### Prompt
Pull out every line of the entries below and reproduce each one without any change.

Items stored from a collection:
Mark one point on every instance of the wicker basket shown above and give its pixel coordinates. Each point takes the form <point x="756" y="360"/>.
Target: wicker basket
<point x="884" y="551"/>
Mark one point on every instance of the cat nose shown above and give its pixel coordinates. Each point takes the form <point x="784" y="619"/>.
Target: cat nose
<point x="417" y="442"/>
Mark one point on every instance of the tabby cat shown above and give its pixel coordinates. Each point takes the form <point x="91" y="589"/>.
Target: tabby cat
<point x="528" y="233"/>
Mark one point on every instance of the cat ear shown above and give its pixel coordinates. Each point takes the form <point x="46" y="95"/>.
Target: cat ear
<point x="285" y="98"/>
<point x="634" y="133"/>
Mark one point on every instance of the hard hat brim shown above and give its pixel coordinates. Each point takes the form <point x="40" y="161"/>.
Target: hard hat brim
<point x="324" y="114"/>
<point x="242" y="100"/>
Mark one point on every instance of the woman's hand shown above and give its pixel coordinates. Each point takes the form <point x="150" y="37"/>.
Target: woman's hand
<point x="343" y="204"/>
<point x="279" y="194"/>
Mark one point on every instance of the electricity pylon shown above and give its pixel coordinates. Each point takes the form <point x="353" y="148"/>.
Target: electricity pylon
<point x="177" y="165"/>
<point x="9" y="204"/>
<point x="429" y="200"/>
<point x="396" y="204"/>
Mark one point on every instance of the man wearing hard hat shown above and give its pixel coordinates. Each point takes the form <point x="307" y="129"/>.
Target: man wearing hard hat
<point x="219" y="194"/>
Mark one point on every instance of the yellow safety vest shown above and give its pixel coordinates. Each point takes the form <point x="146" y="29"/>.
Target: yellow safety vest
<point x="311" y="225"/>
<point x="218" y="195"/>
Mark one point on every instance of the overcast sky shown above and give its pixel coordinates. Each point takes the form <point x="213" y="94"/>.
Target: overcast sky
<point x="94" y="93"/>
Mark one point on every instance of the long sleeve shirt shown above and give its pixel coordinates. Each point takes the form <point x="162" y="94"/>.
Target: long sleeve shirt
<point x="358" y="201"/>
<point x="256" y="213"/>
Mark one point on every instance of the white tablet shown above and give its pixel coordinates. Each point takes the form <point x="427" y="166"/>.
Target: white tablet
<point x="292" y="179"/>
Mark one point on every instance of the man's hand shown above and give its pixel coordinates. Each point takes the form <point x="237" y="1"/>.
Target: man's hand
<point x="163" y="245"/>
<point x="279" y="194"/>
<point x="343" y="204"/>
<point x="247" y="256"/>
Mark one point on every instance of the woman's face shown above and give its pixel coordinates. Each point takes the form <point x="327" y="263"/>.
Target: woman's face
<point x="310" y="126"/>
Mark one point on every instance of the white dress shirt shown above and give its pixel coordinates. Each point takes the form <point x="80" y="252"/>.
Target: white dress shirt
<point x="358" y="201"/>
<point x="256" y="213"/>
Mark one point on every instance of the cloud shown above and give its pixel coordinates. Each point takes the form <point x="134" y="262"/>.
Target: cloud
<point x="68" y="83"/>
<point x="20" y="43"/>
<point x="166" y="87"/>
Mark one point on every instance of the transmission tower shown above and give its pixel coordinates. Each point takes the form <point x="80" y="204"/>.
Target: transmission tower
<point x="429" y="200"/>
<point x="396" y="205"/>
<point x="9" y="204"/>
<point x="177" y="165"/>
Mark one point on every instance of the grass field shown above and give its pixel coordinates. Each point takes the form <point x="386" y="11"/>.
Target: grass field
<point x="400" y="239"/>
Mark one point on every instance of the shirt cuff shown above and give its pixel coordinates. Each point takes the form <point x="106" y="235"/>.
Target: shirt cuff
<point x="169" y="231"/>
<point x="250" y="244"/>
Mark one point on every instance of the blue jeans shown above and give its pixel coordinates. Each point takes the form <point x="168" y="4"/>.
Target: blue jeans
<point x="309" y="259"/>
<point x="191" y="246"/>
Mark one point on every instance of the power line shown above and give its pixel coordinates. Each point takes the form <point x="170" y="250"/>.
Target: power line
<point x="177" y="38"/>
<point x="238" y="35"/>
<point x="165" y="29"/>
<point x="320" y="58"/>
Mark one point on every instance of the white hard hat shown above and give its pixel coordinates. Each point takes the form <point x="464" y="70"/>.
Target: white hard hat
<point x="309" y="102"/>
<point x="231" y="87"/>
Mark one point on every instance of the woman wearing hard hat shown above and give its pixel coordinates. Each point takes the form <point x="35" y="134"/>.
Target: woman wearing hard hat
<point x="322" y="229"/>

### Solved exercise
Mark one point on every instance of the wicker basket shown above and give its pixel coordinates. Each point takes the form <point x="756" y="360"/>.
Target: wicker basket
<point x="884" y="551"/>
Mark one point on every instance of the cat nose shown above and give its pixel coordinates. Each point takes the form <point x="784" y="619"/>.
Target: cat nose
<point x="417" y="442"/>
Mark one point on every instance of the tabby cat shown above and give its pixel coordinates. Each point takes the form <point x="91" y="589"/>.
Target: tabby cat
<point x="528" y="233"/>
Mark one point on every instance of the cat ear shown above and give its pixel coordinates. Each point takes the form <point x="46" y="95"/>.
Target: cat ear
<point x="285" y="98"/>
<point x="634" y="133"/>
Mark one point on every instance of the hard hat brim shown above and give its pixel coordinates. Each point takes the form <point x="40" y="161"/>.
Target: hard hat brim
<point x="324" y="114"/>
<point x="242" y="100"/>
Mark one point on every instance of the woman's hand shown above and give its pixel coordinates. Each point takes the form <point x="150" y="37"/>.
Target: woman's hand
<point x="343" y="204"/>
<point x="279" y="194"/>
Mark one point on every instance of the electricity pylon shown above and give its pixel coordinates. Each point takes the form <point x="353" y="148"/>.
Target: electricity pylon
<point x="177" y="165"/>
<point x="9" y="204"/>
<point x="429" y="200"/>
<point x="396" y="204"/>
Mark one point on every instance of the man wearing hard hat shown above and give its pixel coordinates. Each point takes the form <point x="307" y="129"/>.
Target: man wearing hard hat
<point x="219" y="194"/>
Mark one point on every instance of the yellow safety vest shown above and give its pixel coordinates. Each point takes the form <point x="146" y="29"/>.
Target: yellow safety vest
<point x="311" y="225"/>
<point x="218" y="195"/>
Mark one point on every instance of the overcast sky shown above and give its pixel coordinates. Each point takes the form <point x="213" y="94"/>.
Target: overcast sky
<point x="94" y="93"/>
Mark one point on every instance of the long sleeve shirt shown above and give its pixel coordinates. Each point takes the form <point x="162" y="94"/>.
Target: long sleeve shirt
<point x="358" y="201"/>
<point x="256" y="213"/>
Mark one point on every instance of the white tablet shown above and give its pixel coordinates. Each point takes the form <point x="427" y="166"/>.
Target: white tablet
<point x="292" y="179"/>
Mark one point on every instance of the man's hand shown above and give its pixel coordinates. Each point takes the form <point x="237" y="1"/>.
Target: man's hand
<point x="163" y="245"/>
<point x="279" y="194"/>
<point x="343" y="204"/>
<point x="247" y="256"/>
Mark one point on every instance of the woman's face shown above and give its pixel coordinates. Each point takes the form <point x="327" y="263"/>.
Target: woman's face
<point x="310" y="126"/>
Mark one point on every instance of the white dress shirt shown above and give its pixel coordinates. Each point takes the form <point x="80" y="252"/>.
Target: white dress shirt
<point x="358" y="201"/>
<point x="256" y="213"/>
Mark one point on every instance of the cloud shown above and give its pixel coordinates. Each point takes the form <point x="134" y="262"/>.
Target: cloud
<point x="68" y="83"/>
<point x="20" y="43"/>
<point x="166" y="87"/>
Mark one point on every instance of the transmission tower shown above and give its pixel coordinates. Each point takes the form <point x="80" y="204"/>.
Target: transmission tower
<point x="429" y="200"/>
<point x="396" y="205"/>
<point x="9" y="204"/>
<point x="177" y="165"/>
Mark one point on every instance of the grass field shown above and give its pixel coordinates. Each point takes the form <point x="386" y="11"/>.
Target: grass field
<point x="400" y="239"/>
Mark one point on every instance of the shirt cuff shown above and give its pixel coordinates. Each point takes the form <point x="106" y="235"/>.
Target: shirt cuff
<point x="169" y="231"/>
<point x="250" y="244"/>
Mark one point on every instance of the blue jeans shown above and give its pixel coordinates. Each point takes the form <point x="168" y="4"/>.
Target: blue jeans
<point x="309" y="259"/>
<point x="191" y="246"/>
Mark one point on every instance of the power line shown above and give its pixel coordinates. Each point takes the form <point x="170" y="250"/>.
Target: power line
<point x="177" y="38"/>
<point x="238" y="35"/>
<point x="165" y="29"/>
<point x="320" y="58"/>
Mark one point on every instance of the white hard hat shown above and give its pixel coordinates. Each point takes the form <point x="464" y="70"/>.
Target: white hard hat
<point x="309" y="102"/>
<point x="231" y="87"/>
Mark one point on every instance of the woman wearing hard hat shown above and give its pixel coordinates. Each point takes the form <point x="35" y="134"/>.
Target: woman wearing hard hat
<point x="322" y="229"/>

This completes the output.